**Instructions for the task:** Please state how many lines in the items below contain the word "office", giving only the number.

**Available records:**
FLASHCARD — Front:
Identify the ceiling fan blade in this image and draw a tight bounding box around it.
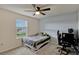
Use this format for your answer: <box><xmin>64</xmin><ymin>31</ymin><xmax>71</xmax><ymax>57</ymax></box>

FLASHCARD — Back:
<box><xmin>40</xmin><ymin>12</ymin><xmax>46</xmax><ymax>15</ymax></box>
<box><xmin>40</xmin><ymin>8</ymin><xmax>50</xmax><ymax>11</ymax></box>
<box><xmin>24</xmin><ymin>10</ymin><xmax>35</xmax><ymax>12</ymax></box>
<box><xmin>32</xmin><ymin>4</ymin><xmax>36</xmax><ymax>8</ymax></box>
<box><xmin>37</xmin><ymin>7</ymin><xmax>40</xmax><ymax>11</ymax></box>
<box><xmin>33</xmin><ymin>13</ymin><xmax>35</xmax><ymax>16</ymax></box>
<box><xmin>32</xmin><ymin>4</ymin><xmax>36</xmax><ymax>10</ymax></box>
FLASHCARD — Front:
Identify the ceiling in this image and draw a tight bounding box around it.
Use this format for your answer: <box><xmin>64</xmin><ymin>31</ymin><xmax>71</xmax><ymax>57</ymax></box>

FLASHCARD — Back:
<box><xmin>0</xmin><ymin>4</ymin><xmax>79</xmax><ymax>19</ymax></box>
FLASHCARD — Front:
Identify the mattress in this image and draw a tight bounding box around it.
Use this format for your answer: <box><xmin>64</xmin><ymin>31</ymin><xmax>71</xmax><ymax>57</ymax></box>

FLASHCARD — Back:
<box><xmin>23</xmin><ymin>35</ymin><xmax>50</xmax><ymax>49</ymax></box>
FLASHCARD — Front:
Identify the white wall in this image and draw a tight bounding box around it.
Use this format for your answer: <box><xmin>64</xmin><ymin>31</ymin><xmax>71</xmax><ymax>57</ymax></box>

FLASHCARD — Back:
<box><xmin>40</xmin><ymin>12</ymin><xmax>78</xmax><ymax>37</ymax></box>
<box><xmin>78</xmin><ymin>12</ymin><xmax>79</xmax><ymax>38</ymax></box>
<box><xmin>0</xmin><ymin>9</ymin><xmax>39</xmax><ymax>52</ymax></box>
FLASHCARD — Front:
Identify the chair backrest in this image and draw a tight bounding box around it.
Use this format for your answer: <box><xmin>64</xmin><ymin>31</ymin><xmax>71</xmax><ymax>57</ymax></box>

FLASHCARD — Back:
<box><xmin>57</xmin><ymin>30</ymin><xmax>62</xmax><ymax>45</ymax></box>
<box><xmin>62</xmin><ymin>33</ymin><xmax>74</xmax><ymax>44</ymax></box>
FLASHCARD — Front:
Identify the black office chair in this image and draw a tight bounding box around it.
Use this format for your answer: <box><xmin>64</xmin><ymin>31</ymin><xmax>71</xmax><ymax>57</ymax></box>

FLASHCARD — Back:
<box><xmin>57</xmin><ymin>30</ymin><xmax>71</xmax><ymax>55</ymax></box>
<box><xmin>58</xmin><ymin>33</ymin><xmax>79</xmax><ymax>55</ymax></box>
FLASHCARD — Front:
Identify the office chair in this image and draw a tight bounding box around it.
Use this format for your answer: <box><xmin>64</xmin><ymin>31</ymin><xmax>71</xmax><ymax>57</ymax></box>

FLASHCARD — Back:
<box><xmin>58</xmin><ymin>33</ymin><xmax>79</xmax><ymax>55</ymax></box>
<box><xmin>57</xmin><ymin>30</ymin><xmax>71</xmax><ymax>55</ymax></box>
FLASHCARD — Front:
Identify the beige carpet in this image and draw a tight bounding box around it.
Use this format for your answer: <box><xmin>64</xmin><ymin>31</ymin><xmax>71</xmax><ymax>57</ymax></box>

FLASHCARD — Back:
<box><xmin>2</xmin><ymin>37</ymin><xmax>59</xmax><ymax>55</ymax></box>
<box><xmin>1</xmin><ymin>38</ymin><xmax>77</xmax><ymax>55</ymax></box>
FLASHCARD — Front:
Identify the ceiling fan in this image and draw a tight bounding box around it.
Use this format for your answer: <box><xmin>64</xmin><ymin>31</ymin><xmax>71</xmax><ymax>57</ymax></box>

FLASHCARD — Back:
<box><xmin>24</xmin><ymin>4</ymin><xmax>50</xmax><ymax>16</ymax></box>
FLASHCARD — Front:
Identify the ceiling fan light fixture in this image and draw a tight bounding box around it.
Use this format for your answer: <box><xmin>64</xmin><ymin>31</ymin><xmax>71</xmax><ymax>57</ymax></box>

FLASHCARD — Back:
<box><xmin>35</xmin><ymin>11</ymin><xmax>40</xmax><ymax>15</ymax></box>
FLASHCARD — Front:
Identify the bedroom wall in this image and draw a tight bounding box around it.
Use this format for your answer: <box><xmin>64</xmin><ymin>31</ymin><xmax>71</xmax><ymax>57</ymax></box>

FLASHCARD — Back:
<box><xmin>40</xmin><ymin>12</ymin><xmax>78</xmax><ymax>38</ymax></box>
<box><xmin>0</xmin><ymin>9</ymin><xmax>39</xmax><ymax>53</ymax></box>
<box><xmin>78</xmin><ymin>12</ymin><xmax>79</xmax><ymax>38</ymax></box>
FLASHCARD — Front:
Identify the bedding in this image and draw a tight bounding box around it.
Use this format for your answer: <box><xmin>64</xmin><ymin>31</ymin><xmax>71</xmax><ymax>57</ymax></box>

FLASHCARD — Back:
<box><xmin>23</xmin><ymin>35</ymin><xmax>50</xmax><ymax>50</ymax></box>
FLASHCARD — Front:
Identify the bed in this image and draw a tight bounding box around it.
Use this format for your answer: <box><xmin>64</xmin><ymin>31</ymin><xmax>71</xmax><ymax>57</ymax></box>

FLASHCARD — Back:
<box><xmin>23</xmin><ymin>34</ymin><xmax>50</xmax><ymax>50</ymax></box>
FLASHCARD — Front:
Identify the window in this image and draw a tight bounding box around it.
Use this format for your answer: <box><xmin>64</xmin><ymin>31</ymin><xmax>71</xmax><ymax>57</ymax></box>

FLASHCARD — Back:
<box><xmin>16</xmin><ymin>19</ymin><xmax>28</xmax><ymax>38</ymax></box>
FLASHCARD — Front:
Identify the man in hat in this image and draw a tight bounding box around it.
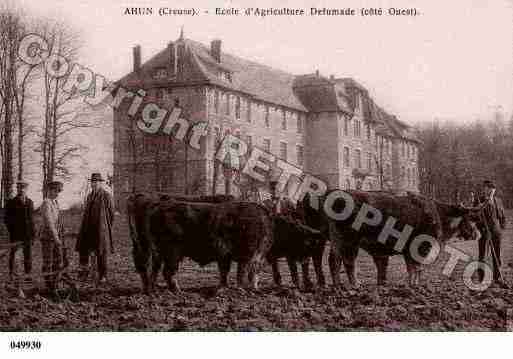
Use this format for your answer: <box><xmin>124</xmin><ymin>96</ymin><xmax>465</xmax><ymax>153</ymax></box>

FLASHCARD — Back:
<box><xmin>4</xmin><ymin>181</ymin><xmax>35</xmax><ymax>280</ymax></box>
<box><xmin>76</xmin><ymin>173</ymin><xmax>114</xmax><ymax>283</ymax></box>
<box><xmin>478</xmin><ymin>180</ymin><xmax>506</xmax><ymax>286</ymax></box>
<box><xmin>40</xmin><ymin>181</ymin><xmax>68</xmax><ymax>295</ymax></box>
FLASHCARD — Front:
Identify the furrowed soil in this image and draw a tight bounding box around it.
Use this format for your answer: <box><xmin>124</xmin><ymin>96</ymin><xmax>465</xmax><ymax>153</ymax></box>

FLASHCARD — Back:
<box><xmin>0</xmin><ymin>212</ymin><xmax>513</xmax><ymax>331</ymax></box>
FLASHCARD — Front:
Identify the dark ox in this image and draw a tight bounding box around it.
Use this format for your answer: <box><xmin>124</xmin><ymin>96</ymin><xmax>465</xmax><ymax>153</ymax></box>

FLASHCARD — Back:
<box><xmin>129</xmin><ymin>196</ymin><xmax>272</xmax><ymax>291</ymax></box>
<box><xmin>303</xmin><ymin>191</ymin><xmax>475</xmax><ymax>287</ymax></box>
<box><xmin>267</xmin><ymin>215</ymin><xmax>326</xmax><ymax>288</ymax></box>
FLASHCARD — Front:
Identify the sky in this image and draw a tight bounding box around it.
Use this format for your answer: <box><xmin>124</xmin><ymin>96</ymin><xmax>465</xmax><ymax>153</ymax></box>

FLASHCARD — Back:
<box><xmin>4</xmin><ymin>0</ymin><xmax>513</xmax><ymax>205</ymax></box>
<box><xmin>17</xmin><ymin>0</ymin><xmax>513</xmax><ymax>123</ymax></box>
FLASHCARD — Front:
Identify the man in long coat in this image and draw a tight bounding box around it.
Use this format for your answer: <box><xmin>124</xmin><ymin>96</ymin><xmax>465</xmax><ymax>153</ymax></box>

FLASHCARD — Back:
<box><xmin>40</xmin><ymin>181</ymin><xmax>69</xmax><ymax>296</ymax></box>
<box><xmin>76</xmin><ymin>173</ymin><xmax>114</xmax><ymax>283</ymax></box>
<box><xmin>476</xmin><ymin>180</ymin><xmax>506</xmax><ymax>286</ymax></box>
<box><xmin>5</xmin><ymin>181</ymin><xmax>35</xmax><ymax>280</ymax></box>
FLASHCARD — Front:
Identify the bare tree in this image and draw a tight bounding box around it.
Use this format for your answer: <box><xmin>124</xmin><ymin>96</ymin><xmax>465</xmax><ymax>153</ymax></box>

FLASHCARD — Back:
<box><xmin>32</xmin><ymin>21</ymin><xmax>92</xmax><ymax>195</ymax></box>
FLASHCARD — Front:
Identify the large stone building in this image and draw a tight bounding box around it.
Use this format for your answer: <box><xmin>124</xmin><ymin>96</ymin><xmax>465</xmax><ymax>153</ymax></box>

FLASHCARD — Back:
<box><xmin>114</xmin><ymin>36</ymin><xmax>419</xmax><ymax>210</ymax></box>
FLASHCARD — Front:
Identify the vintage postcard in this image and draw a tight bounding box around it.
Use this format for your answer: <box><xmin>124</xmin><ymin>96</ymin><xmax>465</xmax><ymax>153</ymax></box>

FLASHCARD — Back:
<box><xmin>0</xmin><ymin>0</ymin><xmax>513</xmax><ymax>353</ymax></box>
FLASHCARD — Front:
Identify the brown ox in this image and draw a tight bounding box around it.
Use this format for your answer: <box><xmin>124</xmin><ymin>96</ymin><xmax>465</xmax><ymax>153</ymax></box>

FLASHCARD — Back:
<box><xmin>303</xmin><ymin>191</ymin><xmax>475</xmax><ymax>287</ymax></box>
<box><xmin>129</xmin><ymin>196</ymin><xmax>273</xmax><ymax>291</ymax></box>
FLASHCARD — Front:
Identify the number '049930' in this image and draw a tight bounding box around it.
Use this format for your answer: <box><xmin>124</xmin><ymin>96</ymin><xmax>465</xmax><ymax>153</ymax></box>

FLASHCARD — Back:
<box><xmin>9</xmin><ymin>340</ymin><xmax>41</xmax><ymax>350</ymax></box>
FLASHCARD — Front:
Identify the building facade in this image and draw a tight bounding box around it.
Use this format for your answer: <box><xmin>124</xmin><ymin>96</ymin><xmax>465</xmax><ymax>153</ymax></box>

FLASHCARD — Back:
<box><xmin>113</xmin><ymin>36</ymin><xmax>419</xmax><ymax>210</ymax></box>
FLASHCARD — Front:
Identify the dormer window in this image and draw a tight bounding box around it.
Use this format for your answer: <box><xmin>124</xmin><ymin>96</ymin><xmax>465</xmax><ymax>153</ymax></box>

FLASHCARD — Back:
<box><xmin>217</xmin><ymin>71</ymin><xmax>232</xmax><ymax>82</ymax></box>
<box><xmin>153</xmin><ymin>67</ymin><xmax>167</xmax><ymax>80</ymax></box>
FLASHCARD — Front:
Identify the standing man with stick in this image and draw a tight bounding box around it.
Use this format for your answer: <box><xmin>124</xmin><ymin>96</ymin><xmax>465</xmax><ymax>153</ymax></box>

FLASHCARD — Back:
<box><xmin>41</xmin><ymin>181</ymin><xmax>68</xmax><ymax>296</ymax></box>
<box><xmin>76</xmin><ymin>173</ymin><xmax>114</xmax><ymax>284</ymax></box>
<box><xmin>478</xmin><ymin>180</ymin><xmax>507</xmax><ymax>287</ymax></box>
<box><xmin>5</xmin><ymin>181</ymin><xmax>35</xmax><ymax>281</ymax></box>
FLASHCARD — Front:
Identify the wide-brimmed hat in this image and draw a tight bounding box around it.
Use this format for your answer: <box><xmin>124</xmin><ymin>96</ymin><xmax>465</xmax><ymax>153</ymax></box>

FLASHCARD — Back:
<box><xmin>16</xmin><ymin>181</ymin><xmax>28</xmax><ymax>188</ymax></box>
<box><xmin>48</xmin><ymin>181</ymin><xmax>64</xmax><ymax>192</ymax></box>
<box><xmin>483</xmin><ymin>180</ymin><xmax>495</xmax><ymax>188</ymax></box>
<box><xmin>89</xmin><ymin>173</ymin><xmax>105</xmax><ymax>182</ymax></box>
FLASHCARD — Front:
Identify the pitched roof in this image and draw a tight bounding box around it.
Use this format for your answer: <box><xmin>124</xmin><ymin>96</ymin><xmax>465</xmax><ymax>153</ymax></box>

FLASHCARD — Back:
<box><xmin>118</xmin><ymin>38</ymin><xmax>419</xmax><ymax>142</ymax></box>
<box><xmin>119</xmin><ymin>39</ymin><xmax>306</xmax><ymax>111</ymax></box>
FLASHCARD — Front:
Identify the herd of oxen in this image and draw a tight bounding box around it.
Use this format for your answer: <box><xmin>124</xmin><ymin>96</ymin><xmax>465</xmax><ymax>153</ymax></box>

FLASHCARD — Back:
<box><xmin>127</xmin><ymin>190</ymin><xmax>481</xmax><ymax>293</ymax></box>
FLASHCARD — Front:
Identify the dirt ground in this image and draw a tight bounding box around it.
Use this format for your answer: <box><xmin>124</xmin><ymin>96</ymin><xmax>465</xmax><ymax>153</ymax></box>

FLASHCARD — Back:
<box><xmin>0</xmin><ymin>212</ymin><xmax>513</xmax><ymax>331</ymax></box>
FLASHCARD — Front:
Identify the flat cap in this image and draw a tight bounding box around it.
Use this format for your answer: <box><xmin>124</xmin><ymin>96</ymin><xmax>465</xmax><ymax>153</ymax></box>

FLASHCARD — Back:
<box><xmin>48</xmin><ymin>181</ymin><xmax>64</xmax><ymax>192</ymax></box>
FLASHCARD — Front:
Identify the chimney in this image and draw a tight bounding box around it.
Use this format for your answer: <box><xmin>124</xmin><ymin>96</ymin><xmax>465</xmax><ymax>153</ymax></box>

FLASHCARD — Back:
<box><xmin>133</xmin><ymin>45</ymin><xmax>141</xmax><ymax>72</ymax></box>
<box><xmin>167</xmin><ymin>42</ymin><xmax>176</xmax><ymax>76</ymax></box>
<box><xmin>210</xmin><ymin>40</ymin><xmax>221</xmax><ymax>63</ymax></box>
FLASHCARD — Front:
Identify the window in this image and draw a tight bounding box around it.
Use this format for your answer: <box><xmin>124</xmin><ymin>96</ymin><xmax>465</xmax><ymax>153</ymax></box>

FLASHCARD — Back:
<box><xmin>235</xmin><ymin>96</ymin><xmax>240</xmax><ymax>120</ymax></box>
<box><xmin>354</xmin><ymin>150</ymin><xmax>362</xmax><ymax>168</ymax></box>
<box><xmin>296</xmin><ymin>145</ymin><xmax>304</xmax><ymax>166</ymax></box>
<box><xmin>214</xmin><ymin>127</ymin><xmax>221</xmax><ymax>148</ymax></box>
<box><xmin>142</xmin><ymin>136</ymin><xmax>153</xmax><ymax>153</ymax></box>
<box><xmin>153</xmin><ymin>68</ymin><xmax>167</xmax><ymax>79</ymax></box>
<box><xmin>264</xmin><ymin>138</ymin><xmax>271</xmax><ymax>152</ymax></box>
<box><xmin>344</xmin><ymin>147</ymin><xmax>349</xmax><ymax>167</ymax></box>
<box><xmin>280</xmin><ymin>142</ymin><xmax>287</xmax><ymax>161</ymax></box>
<box><xmin>354</xmin><ymin>119</ymin><xmax>361</xmax><ymax>137</ymax></box>
<box><xmin>155</xmin><ymin>89</ymin><xmax>164</xmax><ymax>101</ymax></box>
<box><xmin>214</xmin><ymin>90</ymin><xmax>219</xmax><ymax>114</ymax></box>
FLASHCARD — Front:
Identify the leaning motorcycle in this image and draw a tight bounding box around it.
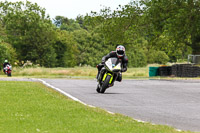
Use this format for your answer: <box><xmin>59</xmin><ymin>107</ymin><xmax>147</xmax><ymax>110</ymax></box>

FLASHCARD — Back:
<box><xmin>4</xmin><ymin>65</ymin><xmax>12</xmax><ymax>77</ymax></box>
<box><xmin>96</xmin><ymin>58</ymin><xmax>122</xmax><ymax>93</ymax></box>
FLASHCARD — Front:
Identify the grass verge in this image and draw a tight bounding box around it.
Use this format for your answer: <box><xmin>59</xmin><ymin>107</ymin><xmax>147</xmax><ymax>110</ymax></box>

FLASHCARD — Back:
<box><xmin>0</xmin><ymin>67</ymin><xmax>148</xmax><ymax>79</ymax></box>
<box><xmin>0</xmin><ymin>81</ymin><xmax>192</xmax><ymax>133</ymax></box>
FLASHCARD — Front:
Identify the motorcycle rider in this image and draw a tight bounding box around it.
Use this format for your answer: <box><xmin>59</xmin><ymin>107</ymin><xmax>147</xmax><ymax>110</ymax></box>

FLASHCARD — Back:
<box><xmin>3</xmin><ymin>60</ymin><xmax>10</xmax><ymax>73</ymax></box>
<box><xmin>97</xmin><ymin>45</ymin><xmax>128</xmax><ymax>82</ymax></box>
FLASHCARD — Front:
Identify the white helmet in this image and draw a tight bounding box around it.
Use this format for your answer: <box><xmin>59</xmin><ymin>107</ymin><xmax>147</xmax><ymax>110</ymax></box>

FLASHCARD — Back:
<box><xmin>116</xmin><ymin>45</ymin><xmax>125</xmax><ymax>57</ymax></box>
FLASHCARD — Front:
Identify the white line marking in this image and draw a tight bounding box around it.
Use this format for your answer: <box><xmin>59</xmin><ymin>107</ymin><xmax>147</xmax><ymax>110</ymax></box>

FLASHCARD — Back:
<box><xmin>38</xmin><ymin>79</ymin><xmax>115</xmax><ymax>115</ymax></box>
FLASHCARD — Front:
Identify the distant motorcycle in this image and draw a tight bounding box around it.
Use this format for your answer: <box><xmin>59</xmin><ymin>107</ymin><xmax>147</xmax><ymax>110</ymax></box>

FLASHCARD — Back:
<box><xmin>96</xmin><ymin>58</ymin><xmax>122</xmax><ymax>93</ymax></box>
<box><xmin>4</xmin><ymin>65</ymin><xmax>12</xmax><ymax>77</ymax></box>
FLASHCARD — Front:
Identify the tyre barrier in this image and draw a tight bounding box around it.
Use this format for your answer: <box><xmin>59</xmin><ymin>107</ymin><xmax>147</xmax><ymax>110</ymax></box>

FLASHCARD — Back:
<box><xmin>149</xmin><ymin>64</ymin><xmax>200</xmax><ymax>77</ymax></box>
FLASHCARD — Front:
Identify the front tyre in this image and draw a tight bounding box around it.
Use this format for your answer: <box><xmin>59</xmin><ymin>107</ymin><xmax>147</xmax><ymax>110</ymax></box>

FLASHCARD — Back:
<box><xmin>7</xmin><ymin>72</ymin><xmax>11</xmax><ymax>77</ymax></box>
<box><xmin>100</xmin><ymin>75</ymin><xmax>111</xmax><ymax>93</ymax></box>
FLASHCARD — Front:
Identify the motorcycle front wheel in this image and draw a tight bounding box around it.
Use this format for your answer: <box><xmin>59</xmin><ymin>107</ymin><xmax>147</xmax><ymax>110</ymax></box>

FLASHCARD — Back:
<box><xmin>100</xmin><ymin>75</ymin><xmax>111</xmax><ymax>93</ymax></box>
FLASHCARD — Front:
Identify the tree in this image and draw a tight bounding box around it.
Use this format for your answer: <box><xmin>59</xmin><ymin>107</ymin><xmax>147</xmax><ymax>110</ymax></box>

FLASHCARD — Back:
<box><xmin>53</xmin><ymin>29</ymin><xmax>79</xmax><ymax>67</ymax></box>
<box><xmin>0</xmin><ymin>1</ymin><xmax>56</xmax><ymax>67</ymax></box>
<box><xmin>142</xmin><ymin>0</ymin><xmax>200</xmax><ymax>54</ymax></box>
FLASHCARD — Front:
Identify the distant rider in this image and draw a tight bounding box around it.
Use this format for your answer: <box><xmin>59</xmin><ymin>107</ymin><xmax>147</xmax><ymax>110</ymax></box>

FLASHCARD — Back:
<box><xmin>97</xmin><ymin>45</ymin><xmax>128</xmax><ymax>81</ymax></box>
<box><xmin>3</xmin><ymin>60</ymin><xmax>10</xmax><ymax>73</ymax></box>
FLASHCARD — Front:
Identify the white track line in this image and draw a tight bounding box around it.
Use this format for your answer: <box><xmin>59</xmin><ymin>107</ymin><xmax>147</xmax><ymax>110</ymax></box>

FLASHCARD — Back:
<box><xmin>37</xmin><ymin>79</ymin><xmax>182</xmax><ymax>132</ymax></box>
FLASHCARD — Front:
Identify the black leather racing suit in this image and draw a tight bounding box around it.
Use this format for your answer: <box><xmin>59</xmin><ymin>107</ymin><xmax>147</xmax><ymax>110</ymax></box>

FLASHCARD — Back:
<box><xmin>97</xmin><ymin>51</ymin><xmax>128</xmax><ymax>81</ymax></box>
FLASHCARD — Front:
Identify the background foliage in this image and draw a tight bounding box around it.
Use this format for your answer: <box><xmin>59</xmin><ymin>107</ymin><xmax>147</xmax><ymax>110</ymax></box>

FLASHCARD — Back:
<box><xmin>0</xmin><ymin>0</ymin><xmax>200</xmax><ymax>67</ymax></box>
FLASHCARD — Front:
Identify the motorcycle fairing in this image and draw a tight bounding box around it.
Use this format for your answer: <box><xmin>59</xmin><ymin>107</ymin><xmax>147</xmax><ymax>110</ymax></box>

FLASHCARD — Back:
<box><xmin>102</xmin><ymin>73</ymin><xmax>113</xmax><ymax>84</ymax></box>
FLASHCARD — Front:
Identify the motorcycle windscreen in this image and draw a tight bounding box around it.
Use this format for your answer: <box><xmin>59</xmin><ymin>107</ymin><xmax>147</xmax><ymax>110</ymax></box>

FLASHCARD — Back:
<box><xmin>106</xmin><ymin>58</ymin><xmax>121</xmax><ymax>72</ymax></box>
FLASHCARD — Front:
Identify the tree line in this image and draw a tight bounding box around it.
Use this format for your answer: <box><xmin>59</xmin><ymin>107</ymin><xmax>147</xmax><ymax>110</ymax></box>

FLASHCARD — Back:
<box><xmin>0</xmin><ymin>0</ymin><xmax>200</xmax><ymax>67</ymax></box>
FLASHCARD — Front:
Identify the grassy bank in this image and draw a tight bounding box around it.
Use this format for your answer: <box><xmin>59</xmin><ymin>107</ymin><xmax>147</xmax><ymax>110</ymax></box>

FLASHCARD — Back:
<box><xmin>0</xmin><ymin>81</ymin><xmax>191</xmax><ymax>133</ymax></box>
<box><xmin>1</xmin><ymin>67</ymin><xmax>148</xmax><ymax>78</ymax></box>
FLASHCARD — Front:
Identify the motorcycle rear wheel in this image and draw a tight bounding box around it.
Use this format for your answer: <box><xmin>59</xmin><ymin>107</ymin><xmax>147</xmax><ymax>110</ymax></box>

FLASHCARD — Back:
<box><xmin>100</xmin><ymin>75</ymin><xmax>111</xmax><ymax>93</ymax></box>
<box><xmin>7</xmin><ymin>73</ymin><xmax>11</xmax><ymax>77</ymax></box>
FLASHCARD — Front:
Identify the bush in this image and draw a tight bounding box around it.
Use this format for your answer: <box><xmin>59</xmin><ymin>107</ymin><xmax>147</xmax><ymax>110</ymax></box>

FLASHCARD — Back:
<box><xmin>147</xmin><ymin>50</ymin><xmax>169</xmax><ymax>64</ymax></box>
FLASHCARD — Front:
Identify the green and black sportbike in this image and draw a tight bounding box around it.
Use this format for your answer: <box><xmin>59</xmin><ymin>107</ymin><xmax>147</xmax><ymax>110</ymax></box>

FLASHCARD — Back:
<box><xmin>96</xmin><ymin>58</ymin><xmax>122</xmax><ymax>93</ymax></box>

**Task output:** 2